What you will do:
Write down each of the records again, exactly and in full.

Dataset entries
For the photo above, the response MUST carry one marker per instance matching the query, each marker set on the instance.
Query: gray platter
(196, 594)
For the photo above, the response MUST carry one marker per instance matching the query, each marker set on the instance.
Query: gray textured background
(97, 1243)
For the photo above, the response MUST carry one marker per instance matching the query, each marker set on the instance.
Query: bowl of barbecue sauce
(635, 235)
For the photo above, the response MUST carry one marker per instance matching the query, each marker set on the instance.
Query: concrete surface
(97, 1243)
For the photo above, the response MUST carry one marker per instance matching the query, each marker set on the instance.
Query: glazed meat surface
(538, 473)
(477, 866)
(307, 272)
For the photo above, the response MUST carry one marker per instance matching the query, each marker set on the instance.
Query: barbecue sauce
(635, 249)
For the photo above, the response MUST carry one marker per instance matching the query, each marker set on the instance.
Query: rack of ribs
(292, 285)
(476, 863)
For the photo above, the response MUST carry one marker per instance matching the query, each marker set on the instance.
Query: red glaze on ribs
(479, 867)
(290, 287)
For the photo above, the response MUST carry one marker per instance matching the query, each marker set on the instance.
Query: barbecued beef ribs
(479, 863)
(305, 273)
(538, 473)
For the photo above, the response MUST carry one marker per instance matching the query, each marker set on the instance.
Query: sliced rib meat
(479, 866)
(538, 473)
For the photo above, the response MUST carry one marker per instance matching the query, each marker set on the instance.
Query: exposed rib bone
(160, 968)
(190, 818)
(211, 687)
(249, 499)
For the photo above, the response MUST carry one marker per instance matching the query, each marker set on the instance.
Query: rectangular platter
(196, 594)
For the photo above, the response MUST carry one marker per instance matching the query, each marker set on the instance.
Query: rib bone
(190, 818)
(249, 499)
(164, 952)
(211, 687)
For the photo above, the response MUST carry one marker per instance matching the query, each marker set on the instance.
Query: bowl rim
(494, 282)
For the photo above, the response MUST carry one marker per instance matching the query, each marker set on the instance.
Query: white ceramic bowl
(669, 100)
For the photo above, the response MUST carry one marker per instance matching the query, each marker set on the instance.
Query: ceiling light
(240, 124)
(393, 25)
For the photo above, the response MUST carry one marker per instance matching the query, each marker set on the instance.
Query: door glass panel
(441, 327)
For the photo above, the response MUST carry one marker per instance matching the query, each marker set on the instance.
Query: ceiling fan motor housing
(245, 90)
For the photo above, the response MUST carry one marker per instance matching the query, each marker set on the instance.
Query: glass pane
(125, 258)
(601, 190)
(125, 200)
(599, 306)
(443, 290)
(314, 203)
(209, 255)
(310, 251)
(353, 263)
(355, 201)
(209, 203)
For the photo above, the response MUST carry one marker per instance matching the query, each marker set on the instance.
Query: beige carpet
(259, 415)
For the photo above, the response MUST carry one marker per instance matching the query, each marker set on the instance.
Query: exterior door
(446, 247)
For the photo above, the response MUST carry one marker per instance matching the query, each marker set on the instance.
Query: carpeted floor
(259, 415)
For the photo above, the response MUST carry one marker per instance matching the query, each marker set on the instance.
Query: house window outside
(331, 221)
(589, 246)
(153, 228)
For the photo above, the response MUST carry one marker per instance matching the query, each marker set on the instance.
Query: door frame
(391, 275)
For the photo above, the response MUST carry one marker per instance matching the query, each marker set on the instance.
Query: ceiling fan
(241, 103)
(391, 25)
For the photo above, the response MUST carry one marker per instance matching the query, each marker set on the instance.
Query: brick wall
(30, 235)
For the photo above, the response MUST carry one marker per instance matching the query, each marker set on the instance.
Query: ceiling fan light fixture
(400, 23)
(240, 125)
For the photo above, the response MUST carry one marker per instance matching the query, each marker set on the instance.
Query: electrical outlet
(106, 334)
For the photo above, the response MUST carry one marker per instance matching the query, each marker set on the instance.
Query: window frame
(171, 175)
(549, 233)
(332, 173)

Output for this task:
For the photo above, the response MUST carry one marker per instance matching the query, each marker set on the instance.
Query: gray platter
(196, 594)
For the photo above, the response MUST carry one marker per instance matching the query, each marker set on the instance.
Query: gray textured background
(97, 1243)
For the photo above, the response MUST carry one marker per instance matching the query, each marker set on the instance.
Query: bowl of barbecue sauce
(635, 235)
For the photo above, the response MUST carry one marker per instance matching the query, each marker set on the instance.
Query: concrete surface
(97, 1243)
For the photo above, the response MUST carry one marker per instance matching the query, each marker set on the instance.
Query: glazed meat surface
(538, 473)
(477, 866)
(307, 272)
For the photo above, the response MUST carry one marker per instance matching the query, each marker set on the instance.
Query: barbecue sauce
(635, 249)
For the photo above, the response MUST carry one marker per instance matching the query, each marker set on the instance.
Query: rack of ribs
(292, 285)
(476, 863)
For the photo above, the response MUST carry one marker per instance matching the query, each marker set on the instance.
Query: red glaze on ribs
(479, 867)
(290, 287)
For the photo above, the response MUST carry one marker per instance matching the query, each marker set on the instance.
Query: barbecued beef ribs
(479, 863)
(305, 273)
(538, 473)
For the photo above, the response MUST carry one marker per instance matching the query, each marker set on the instance.
Query: sliced rib meat
(479, 866)
(538, 473)
For the photo above, the response MUST carry one marker per instance matching the query, each marker set on the instance.
Query: exposed rib bone
(160, 968)
(190, 818)
(211, 687)
(249, 499)
For the photo above, the response MUST carry one marker per instance matching the query, each marker set on the instance.
Query: rectangular platter
(196, 594)
For the photo above, the response MUST carry one marker per instance matching the query, each marker set on the instance.
Query: rib bone
(190, 818)
(249, 499)
(164, 952)
(211, 687)
For the photo above, the response MUST carry one marker per instance matching the query, each marker set on the instance.
Query: bowl rim
(494, 282)
For the photo above, the response MUST carry one marker per instance matching the query, each marker set on the instance.
Query: white ceramic bowl
(669, 100)
For the photo above, the response MUST carry one marker per instance matching the query, each marker set on the instance.
Query: ceiling light
(240, 124)
(393, 25)
For the photo above, the response MUST carry one marker per instance matching the query, each marker set on the instance.
Query: door glass panel
(441, 327)
For the photo above, the response MUST carry one marker per instance matching the query, each marker set on the instance.
Query: ceiling fan motor housing
(245, 90)
For the photo above, the response MUST carry one marker per instance matching the query, each marker set on the instance.
Query: glass pane
(125, 258)
(601, 190)
(125, 200)
(599, 306)
(443, 290)
(314, 203)
(209, 255)
(310, 251)
(353, 263)
(355, 201)
(209, 203)
For the photo above, the response MUST carry one marker per instance matching the query, each marker set on the instance.
Query: beige carpet
(259, 415)
For the photo above, the response MUST carry one marker per instance matching the query, each marker set on the instance.
Query: exterior door
(446, 247)
For the photo above, the response MUST carry one marker per instance matching the query, each marker set on the instance.
Query: carpeted floor
(259, 415)
For the photo above, the response MUST carry one marker per instance matching the query, each marker set on the instance.
Query: house window outside
(331, 221)
(589, 246)
(153, 228)
For the photo above, the response MUST carry one marker per instance matching the query, each marker set on the instance.
Query: door frame
(391, 275)
For the photo above, the response MUST carry one marker per instance matching the query, each marker set on the instance.
Query: ceiling fan
(241, 103)
(391, 25)
For the photo above, the response MUST carry one marker per instance matching the query, each marker set on the instance.
Query: brick wall
(30, 235)
For the photo above, the response MUST carry one marker per instance matching the query, each marker set on the instance.
Query: ceiling fan light fixture
(400, 23)
(240, 125)
For the photo above, the response MUST carry one marker per instance matching the query, each marker set on the instance.
Query: electrical outlet
(106, 334)
For the photo above, the response MUST carry one marker per instance matching the query, each marker set on the instance.
Query: window frame
(171, 175)
(549, 233)
(332, 173)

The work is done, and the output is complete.